List of tasks
(a) Copy, word for word, the part of the passage on public service loan forgiveness that begins at the words "In order to qualify" and stops after the words "be 501c3 employer.".
(b) Continue the passage on public service loan forgiveness, starting right after its final sentence.

Extract
---------------

In order to qualify for the public service loan forgiveness program, you must meet a few requirements:
- Work full-time for a government agency or for certain types of non-profit organizations. The employer must be 501c3 employer.
- Have direct federal loans (or have consolidated other federal student loans to qualify).
- Enroll in an income driven repayment plan.
- Make 120 qualifying payments (a payment every month for 10 years).
To learn in more detail about how to qualify for the public service loan forgiveness program, please the blog post from August titled How to Qualify for Public Services Loan Forgiveness.
PSLF Residency Programs
One thing to be aware of if you are trying to qualify for the PSLF program, is that not all residency programs qualify for forgiveness. Most residency programs do qualify; however, you will want to double check that you are working for a 501c3 employer. A quick email to HR should provide you with this information.
If you are trying to qualify for the public service loan forgiveness program and are working for a qualifying employer, any payments made in an income-driven repayment plan during residency and fellowship should count towards your 120 monthly payments needed. If you make 3-7 years of payments while in training, you will only need to make a few more years of payments once you are in that attending role.
Since you are making less income in training than you will in the attending role. It is advantageous to make income-based payments while in training if the budget allows for it. The more qualifying payments that you make in training, the less you will have to pay into this program. The less you pay into the program, the more loan forgiveness you could potentially qualify for.
Should I pay off Student Loans Early?
Another answer that may surprise you, this depends entirely on your situation. There are some circumstances where it would make sense to pay off your student loans more aggressively. There are also circumstances where it makes sense to pay the minimum amount. For example, when trying for the PSLF program, it makes sense to pay the minimum amount on your loans, in order to get the maximum amount forgiven.

---------------

Dataset entries

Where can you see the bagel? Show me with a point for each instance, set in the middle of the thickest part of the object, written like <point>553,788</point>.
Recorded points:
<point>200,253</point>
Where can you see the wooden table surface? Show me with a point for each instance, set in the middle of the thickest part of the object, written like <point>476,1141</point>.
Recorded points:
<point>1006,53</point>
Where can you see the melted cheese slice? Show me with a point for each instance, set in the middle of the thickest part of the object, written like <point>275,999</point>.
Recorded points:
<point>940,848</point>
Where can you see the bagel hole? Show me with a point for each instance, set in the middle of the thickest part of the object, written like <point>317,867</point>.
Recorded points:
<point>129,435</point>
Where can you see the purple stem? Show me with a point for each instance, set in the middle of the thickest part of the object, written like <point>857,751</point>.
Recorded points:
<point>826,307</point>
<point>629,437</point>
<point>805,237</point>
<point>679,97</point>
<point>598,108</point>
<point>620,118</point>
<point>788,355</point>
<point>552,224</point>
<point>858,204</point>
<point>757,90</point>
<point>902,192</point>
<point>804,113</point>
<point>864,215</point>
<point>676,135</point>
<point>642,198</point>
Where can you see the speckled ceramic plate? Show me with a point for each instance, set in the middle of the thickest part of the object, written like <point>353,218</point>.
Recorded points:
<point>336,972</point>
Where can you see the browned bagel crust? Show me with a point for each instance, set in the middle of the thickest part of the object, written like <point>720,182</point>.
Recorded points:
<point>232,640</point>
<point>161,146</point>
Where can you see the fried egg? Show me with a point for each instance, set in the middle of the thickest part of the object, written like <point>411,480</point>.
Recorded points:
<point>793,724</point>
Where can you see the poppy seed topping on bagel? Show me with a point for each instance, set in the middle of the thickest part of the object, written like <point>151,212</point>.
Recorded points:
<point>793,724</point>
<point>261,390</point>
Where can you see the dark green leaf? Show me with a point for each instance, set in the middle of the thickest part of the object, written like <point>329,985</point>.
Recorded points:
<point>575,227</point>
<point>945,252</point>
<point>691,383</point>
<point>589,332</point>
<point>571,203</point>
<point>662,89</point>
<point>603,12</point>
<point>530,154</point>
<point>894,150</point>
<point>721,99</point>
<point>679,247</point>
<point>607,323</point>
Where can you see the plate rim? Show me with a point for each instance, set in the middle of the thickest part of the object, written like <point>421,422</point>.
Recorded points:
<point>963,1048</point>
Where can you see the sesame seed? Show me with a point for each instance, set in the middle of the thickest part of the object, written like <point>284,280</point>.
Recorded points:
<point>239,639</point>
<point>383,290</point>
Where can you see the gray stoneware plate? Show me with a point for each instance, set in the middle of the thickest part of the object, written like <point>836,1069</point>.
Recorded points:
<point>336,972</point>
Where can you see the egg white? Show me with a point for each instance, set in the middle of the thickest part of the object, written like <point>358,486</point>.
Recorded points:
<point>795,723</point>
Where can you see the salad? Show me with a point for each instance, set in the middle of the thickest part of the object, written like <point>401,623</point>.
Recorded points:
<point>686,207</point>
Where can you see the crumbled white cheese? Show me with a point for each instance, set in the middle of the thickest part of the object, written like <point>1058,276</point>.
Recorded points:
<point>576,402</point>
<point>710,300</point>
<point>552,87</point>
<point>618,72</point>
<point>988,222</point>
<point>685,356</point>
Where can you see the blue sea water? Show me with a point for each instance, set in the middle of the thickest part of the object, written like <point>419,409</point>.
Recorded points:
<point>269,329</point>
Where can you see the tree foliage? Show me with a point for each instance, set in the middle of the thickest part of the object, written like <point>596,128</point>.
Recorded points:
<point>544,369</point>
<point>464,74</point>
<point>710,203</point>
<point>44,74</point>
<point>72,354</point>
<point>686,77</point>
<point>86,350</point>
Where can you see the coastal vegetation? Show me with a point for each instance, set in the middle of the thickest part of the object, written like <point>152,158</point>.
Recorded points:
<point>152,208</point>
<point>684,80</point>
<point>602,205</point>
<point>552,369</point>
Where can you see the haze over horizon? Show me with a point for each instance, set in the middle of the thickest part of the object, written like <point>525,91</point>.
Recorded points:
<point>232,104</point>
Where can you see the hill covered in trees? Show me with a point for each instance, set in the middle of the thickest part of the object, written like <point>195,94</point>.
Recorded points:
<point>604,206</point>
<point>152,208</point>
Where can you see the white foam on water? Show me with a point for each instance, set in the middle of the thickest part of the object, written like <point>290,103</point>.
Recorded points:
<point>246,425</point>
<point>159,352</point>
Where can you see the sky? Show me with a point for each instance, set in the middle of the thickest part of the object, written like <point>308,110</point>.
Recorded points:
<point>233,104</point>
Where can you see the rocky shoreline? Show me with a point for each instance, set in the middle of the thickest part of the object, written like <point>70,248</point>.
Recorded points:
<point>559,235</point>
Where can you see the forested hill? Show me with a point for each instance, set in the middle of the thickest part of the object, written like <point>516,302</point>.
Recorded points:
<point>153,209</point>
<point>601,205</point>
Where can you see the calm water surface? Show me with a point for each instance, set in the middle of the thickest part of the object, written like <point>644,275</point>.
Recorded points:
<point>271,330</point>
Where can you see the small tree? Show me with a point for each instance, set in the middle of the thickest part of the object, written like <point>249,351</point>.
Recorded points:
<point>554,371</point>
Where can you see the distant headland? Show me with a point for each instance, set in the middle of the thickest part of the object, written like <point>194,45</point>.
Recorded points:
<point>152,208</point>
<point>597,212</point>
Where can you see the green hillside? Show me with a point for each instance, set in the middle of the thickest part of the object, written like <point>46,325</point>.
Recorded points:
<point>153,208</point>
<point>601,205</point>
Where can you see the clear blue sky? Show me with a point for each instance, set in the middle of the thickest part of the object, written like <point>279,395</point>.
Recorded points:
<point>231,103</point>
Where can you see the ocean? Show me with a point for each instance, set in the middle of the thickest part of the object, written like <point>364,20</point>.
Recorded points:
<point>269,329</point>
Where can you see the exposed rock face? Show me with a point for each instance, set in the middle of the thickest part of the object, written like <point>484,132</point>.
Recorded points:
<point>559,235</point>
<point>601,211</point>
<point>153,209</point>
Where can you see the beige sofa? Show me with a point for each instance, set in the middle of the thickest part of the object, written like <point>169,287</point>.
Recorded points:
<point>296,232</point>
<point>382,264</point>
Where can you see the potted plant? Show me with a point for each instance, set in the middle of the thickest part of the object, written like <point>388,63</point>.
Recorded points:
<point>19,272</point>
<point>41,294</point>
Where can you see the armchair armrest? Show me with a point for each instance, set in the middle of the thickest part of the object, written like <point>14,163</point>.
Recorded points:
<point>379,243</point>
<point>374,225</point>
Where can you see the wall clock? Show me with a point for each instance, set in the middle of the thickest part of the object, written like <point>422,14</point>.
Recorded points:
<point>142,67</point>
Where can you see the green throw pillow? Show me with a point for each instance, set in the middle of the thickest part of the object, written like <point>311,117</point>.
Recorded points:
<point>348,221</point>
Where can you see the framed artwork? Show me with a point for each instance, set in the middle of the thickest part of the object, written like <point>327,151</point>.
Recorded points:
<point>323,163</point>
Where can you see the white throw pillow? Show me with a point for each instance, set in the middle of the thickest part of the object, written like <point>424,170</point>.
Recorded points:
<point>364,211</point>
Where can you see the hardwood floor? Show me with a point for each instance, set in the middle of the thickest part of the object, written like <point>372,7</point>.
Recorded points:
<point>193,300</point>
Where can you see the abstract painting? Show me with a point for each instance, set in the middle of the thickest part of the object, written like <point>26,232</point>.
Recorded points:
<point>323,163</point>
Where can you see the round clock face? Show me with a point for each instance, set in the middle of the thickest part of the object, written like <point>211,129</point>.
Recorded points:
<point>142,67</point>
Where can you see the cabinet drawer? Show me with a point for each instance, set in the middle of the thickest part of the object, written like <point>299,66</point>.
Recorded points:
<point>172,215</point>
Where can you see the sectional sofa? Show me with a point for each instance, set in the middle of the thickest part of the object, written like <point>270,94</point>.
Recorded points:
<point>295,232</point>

---------------

Written answers
(a)
In order to qualify for the public service loan forgiveness program, you must meet a few requirements:
- Work full-time for a government agency or for certain types of non-profit organizations. The employer must be 501c3 employer.

(b)
There are a few factors that could help determine if it makes sense to pay your loans off early. It would be helpful to know the loan balance, monthly payment, the interest rate, other debts in the picture, etc.
If you don’t qualify for the PSLF program, and take your time paying off your student loans, you will end up paying more in interest than if you were pay your loans off quicker. On the flip side, if you pay your student loans off more aggressively, the extra payments could possibly go towards other areas in your plan that are more efficient uses of those dollars.
In a previous blog post, we walked through when it makes sense to pay debt down quickly and when a slower approach is recommended. Please review the 7% Rule in our blog post for a few weeks ago: Should I invest or Pay off Debt.
How much Student Loan Debt is too much?
This is also a question that I get a lot. I will never be surprised by the amount of student loans some of my clients say they have. I have seen dual doctor couples with student loans combining for over a million dollars. This may be a lot, but if you have a gameplan in place to pay your loans back in the most efficient manner, it isn’t something to be too concerned with.
What do I do if I find out the PSLF program will no longer work for me?
Public Service Loan Forgiveness can be a great option for you if you meet all the requirements. If you are reading this blog and are thinking the PSLF program may not be for you, there are a few options available to you.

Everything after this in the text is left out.